Camille Grammer, former Real Houswives Of Beverly Hills star, is recovering from a radical hysterectomy performed on Friday after being diagnosed with early stage endometrial cancer.

“The surgery went well and she is expected to make a complete recovery following a significant recuperation period,” Howard Bragman, her representative, told People magazine.

Although Grammer was genetically predisposed to develop cancer, she had “been diligent about regular checkups and monitoring, which explains the early detection and rapid treatment,” Bragman continued.

Endometrial cancer forms in the tissue of the uterus, the organ of the female reproductive system where a fetus develops, commonly known as the womb. According to the National Cancer Institute of the National Institutes of Health (NIH), there were 49,560 new cases of endometrial cancer in the U.S. in 2013, and over 8,000 deaths.

When undergoing a hysterectomy, the patient’s uterus is removed, leaving a woman unable to menstruate or to give birth. There are three types of hysterectomy procedures — partial, total, and radical. In a radical procedure, the whole uterus, along with the tissue on both sides of the cervix and upper part of the vagina, is removed. A radical hysterectomy is usually performed in cancer cases.

According to, part of the Office on Women’s Health in the U.S. Department of Health and Human Services, a hysterectomy is the second most common surgery among women in the U.S., next to cesarean section delivery surgeries.

Even if you don’t have any symptoms, it’s important to get regular check-ups and cancer screenings in order to catch any potential abnormal tissue change in its early stages. Some women are more likely than others to develop endometrial cancer due to genetics, but some studies have found other risk factors for the cancer, such as hyperplasia, or abnormal overgrowth of the cells in the uterus lining — which typically happens over the age of 40. Women who suffer from obesity, have never had children, or have a history of taking estrogen alone (without progesterone) over a long period of time, are more likely to develop uterus cancer, according to the National Cancer Institute.

“[Grammer] urges all women to be aware of genetic factors relating to women’s cancers and get regular checkups,” Bragman told People magazine.

## STUDY MATERIAL
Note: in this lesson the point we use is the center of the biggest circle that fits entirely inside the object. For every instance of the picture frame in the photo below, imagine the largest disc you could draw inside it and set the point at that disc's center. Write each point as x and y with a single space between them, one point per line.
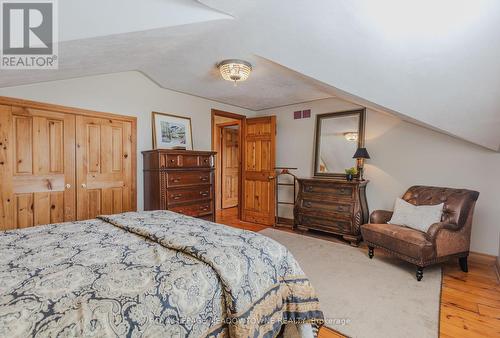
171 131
--
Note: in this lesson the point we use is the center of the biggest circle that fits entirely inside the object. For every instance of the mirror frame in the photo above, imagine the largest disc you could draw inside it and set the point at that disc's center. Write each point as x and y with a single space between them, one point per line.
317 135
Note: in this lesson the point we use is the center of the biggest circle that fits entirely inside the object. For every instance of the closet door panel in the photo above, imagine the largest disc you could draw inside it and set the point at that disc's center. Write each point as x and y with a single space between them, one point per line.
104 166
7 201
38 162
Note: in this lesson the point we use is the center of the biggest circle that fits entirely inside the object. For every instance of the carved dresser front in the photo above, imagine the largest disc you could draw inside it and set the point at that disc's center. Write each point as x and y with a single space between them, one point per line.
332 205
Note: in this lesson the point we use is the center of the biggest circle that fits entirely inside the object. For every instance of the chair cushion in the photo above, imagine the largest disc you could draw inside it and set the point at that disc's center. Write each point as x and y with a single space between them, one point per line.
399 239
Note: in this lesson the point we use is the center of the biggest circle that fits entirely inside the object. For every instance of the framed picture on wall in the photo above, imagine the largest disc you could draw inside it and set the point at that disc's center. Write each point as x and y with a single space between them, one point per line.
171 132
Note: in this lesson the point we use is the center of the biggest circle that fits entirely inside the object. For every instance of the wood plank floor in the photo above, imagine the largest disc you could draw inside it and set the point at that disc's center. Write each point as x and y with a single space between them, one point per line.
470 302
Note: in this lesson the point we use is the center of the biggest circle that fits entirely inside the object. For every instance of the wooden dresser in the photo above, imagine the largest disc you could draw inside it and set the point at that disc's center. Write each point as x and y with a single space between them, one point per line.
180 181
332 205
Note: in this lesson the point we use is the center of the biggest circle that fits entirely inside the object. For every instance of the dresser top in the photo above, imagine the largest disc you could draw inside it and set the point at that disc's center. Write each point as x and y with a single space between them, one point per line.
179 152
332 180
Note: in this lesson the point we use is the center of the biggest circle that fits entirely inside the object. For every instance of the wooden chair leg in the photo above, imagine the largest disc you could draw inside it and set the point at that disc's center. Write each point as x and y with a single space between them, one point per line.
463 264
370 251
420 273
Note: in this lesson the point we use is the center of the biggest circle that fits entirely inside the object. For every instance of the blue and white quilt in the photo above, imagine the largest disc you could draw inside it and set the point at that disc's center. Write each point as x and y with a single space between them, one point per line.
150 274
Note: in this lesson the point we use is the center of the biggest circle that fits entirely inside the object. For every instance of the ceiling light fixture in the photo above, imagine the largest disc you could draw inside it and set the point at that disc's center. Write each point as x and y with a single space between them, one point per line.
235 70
==
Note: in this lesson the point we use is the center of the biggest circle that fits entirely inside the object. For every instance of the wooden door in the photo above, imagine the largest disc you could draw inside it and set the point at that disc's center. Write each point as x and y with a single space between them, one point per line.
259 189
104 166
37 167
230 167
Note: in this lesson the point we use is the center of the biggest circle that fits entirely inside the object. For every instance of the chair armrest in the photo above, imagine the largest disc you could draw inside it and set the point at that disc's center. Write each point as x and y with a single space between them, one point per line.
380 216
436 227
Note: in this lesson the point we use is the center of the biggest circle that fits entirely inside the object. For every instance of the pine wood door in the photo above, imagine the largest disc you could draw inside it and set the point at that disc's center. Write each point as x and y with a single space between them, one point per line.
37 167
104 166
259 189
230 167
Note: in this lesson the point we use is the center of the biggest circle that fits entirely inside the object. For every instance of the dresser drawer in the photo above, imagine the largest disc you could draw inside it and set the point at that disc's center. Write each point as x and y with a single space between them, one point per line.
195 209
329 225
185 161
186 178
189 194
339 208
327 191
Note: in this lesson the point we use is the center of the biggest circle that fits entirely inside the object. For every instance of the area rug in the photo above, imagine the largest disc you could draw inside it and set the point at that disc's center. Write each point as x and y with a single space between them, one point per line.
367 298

## WORK ORDER
Answer these questions from the article on Camille Grammer's surgery:
1. What role does Howard Bragman have for Grammer?
2. According to the National Cancer Institute, how many new cases of endometrial cancer were there in the U.S. in 2013?
3. Which surgery is more common among women in the U.S. than a hysterectomy?
The records come from a separate source unrelated to the article.

## ANSWER
1. He is her representative.
2. There were 49,560 new cases.
3. Cesarean section delivery surgery.